[Exercise]
Rewrite the rows below with every "white cloud" changed to "gray cloud" and nothing else altered, omitting the pictures.

[Rows from a point labeling set]
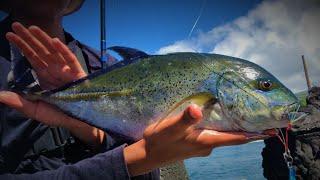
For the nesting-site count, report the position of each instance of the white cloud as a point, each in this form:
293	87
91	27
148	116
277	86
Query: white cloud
274	35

[Task output]
For the nesting-site count, report the position of each instance of the gray cloud as a point, each in this form:
293	87
91	27
148	116
277	86
Query: gray cloud
274	35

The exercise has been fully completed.